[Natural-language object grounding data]
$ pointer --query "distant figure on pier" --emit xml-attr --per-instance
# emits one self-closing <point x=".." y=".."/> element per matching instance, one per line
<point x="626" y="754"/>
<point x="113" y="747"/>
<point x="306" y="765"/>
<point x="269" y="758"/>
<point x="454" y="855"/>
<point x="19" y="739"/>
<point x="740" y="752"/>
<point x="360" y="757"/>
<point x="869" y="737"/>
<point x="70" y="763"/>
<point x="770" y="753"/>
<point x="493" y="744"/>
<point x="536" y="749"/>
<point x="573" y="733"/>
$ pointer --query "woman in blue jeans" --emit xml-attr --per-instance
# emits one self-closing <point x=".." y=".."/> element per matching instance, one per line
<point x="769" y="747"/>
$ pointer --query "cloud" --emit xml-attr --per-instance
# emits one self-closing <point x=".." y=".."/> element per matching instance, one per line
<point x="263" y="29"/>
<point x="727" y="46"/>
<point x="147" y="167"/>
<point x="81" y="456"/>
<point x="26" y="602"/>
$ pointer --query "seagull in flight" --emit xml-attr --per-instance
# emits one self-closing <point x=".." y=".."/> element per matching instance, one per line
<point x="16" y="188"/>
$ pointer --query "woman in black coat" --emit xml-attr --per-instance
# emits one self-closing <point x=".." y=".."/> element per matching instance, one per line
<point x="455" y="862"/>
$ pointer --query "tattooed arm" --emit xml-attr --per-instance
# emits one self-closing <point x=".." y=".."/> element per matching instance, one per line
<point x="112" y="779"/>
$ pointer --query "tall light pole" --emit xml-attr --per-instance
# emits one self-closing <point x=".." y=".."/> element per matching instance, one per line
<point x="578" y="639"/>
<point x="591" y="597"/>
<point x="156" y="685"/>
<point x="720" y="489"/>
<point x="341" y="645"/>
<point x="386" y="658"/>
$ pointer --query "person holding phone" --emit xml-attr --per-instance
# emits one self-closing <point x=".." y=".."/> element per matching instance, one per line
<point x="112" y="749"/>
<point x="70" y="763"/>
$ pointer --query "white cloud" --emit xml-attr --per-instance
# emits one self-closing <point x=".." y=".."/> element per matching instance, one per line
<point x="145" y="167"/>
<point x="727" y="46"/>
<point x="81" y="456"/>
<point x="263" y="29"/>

BRIEF: Say how many lines in the entries contain the string "woman". Nothing else belongs in the reply.

RESULT FOR THIS EXERCISE: 2